==== Supplied passage
American author Gayl Jones was famously introduced to the world in 1975 by her then editor, Toni Morrison, who, after reading her manuscript, declared that “no novel about any black woman could ever be the same after this”. Published when she was 26, Jones’s debut novel, Corregidora, was lauded by James Baldwin and Maya Angelou. Set in Kentucky in the 1940s, it’s about blues singer Ursa, who, after being pushed down a flight of stairs by her husband, reflects on her life, relationships and family. The book examines the trauma that haunts her, tracing it back to the fact that her great-grandmother and grandmother were raped by 19th-century Brazilian slave owner Corregidora.
Palmares, Jones’s seventh novel, a 512-page odyssey, further explores the lives of those affected by the slave trade in Brazil, this time focusing on the 17th century. The story is told from the perspective of Almeyda, an enslaved seven-year-old when the book begins, who lives on a plantation in the northeastern state of Bahia with her mother and grandmother, “a crazy woman who knows magic”.
========
• Things to do:
1. In the passage about Gayl Jones, where and when is Corregidora set?
2. Say whether each statement agrees with the passage about Gayl Jones. Answer yes or no and quote the words that decide it.
(a) Palmares is Jones's seventh novel.
(b) Corregidora was published when Jones was 30.
(c) At the start of Palmares, Almeyda lives on a plantation with her father.
==== Study material
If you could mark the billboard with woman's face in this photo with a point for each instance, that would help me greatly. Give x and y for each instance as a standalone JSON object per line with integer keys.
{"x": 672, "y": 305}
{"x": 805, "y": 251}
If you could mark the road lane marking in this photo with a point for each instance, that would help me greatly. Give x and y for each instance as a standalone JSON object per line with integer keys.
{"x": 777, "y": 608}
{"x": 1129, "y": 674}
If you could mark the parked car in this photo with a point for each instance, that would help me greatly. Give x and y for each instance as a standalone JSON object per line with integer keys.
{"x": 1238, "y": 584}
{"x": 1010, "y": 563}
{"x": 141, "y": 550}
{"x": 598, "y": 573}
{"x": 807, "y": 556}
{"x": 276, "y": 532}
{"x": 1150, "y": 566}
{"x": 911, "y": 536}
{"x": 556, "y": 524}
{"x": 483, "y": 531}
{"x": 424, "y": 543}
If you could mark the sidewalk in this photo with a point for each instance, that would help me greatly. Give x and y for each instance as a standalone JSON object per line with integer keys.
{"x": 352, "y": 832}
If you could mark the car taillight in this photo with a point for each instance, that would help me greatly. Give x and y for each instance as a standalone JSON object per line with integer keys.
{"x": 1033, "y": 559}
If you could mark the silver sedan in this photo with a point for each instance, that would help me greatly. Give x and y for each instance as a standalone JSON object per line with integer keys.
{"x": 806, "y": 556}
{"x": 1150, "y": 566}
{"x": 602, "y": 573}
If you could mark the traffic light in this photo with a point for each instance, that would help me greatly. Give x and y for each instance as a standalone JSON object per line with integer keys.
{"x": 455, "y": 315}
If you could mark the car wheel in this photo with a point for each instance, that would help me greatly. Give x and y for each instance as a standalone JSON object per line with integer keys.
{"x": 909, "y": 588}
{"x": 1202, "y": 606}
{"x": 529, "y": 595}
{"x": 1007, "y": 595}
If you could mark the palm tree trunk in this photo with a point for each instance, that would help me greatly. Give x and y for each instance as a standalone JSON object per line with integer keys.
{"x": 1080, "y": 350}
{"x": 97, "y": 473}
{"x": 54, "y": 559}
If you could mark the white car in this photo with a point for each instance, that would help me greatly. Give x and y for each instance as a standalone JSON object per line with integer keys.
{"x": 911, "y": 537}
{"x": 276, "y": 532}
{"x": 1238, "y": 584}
========
• Solution set:
1. Kentucky in the 1940s.

2.
(a) Yes: "Palmares, Jones’s seventh novel"
(b) No: "Published when she was 26"
(c) No: "with her mother and grandmother"